GIVEN TASK.
Locate each line in the entries below that contains the word "brick" and copy those lines.

Box-labeled dataset extracts:
* * * * *
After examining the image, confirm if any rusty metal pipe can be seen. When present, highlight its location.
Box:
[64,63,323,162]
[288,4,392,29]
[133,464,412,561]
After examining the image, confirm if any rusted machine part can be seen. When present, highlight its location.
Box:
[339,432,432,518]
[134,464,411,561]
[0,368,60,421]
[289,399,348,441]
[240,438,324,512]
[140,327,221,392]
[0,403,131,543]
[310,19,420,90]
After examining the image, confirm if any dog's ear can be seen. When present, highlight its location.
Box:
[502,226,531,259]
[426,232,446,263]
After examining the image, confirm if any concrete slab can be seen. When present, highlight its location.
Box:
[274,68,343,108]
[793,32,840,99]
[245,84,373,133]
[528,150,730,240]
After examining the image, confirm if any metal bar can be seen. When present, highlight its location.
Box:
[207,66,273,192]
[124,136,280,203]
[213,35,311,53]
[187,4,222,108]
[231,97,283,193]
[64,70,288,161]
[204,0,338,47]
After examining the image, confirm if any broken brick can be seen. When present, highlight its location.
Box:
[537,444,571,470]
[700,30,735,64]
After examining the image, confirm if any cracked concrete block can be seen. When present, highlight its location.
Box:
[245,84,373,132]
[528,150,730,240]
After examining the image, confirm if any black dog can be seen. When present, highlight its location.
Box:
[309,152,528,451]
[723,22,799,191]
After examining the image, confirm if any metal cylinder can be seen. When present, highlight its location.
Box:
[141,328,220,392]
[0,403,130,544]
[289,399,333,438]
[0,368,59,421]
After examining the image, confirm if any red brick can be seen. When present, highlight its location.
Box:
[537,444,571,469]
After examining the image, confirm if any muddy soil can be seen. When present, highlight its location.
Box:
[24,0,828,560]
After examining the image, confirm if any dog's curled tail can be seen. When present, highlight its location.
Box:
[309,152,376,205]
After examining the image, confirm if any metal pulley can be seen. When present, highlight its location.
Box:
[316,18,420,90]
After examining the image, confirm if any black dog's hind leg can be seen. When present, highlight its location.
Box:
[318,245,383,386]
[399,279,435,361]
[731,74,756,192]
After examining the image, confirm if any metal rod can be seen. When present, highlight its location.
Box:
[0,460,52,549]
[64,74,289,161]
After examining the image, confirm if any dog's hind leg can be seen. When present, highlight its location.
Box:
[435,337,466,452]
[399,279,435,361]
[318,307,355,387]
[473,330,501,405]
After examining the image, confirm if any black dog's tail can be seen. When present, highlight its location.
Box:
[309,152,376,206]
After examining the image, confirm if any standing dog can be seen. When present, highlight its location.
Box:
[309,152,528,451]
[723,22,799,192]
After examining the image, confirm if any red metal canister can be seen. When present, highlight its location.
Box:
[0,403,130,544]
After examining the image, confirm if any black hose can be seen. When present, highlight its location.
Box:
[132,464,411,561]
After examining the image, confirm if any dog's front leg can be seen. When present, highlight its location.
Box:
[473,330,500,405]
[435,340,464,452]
* * * * *
RESULT.
After examining the image, confirm if any broken brick can be seen. When present, highlight its location.
After examining the image, confirm if any red brick can be seen. When present, highlight its location.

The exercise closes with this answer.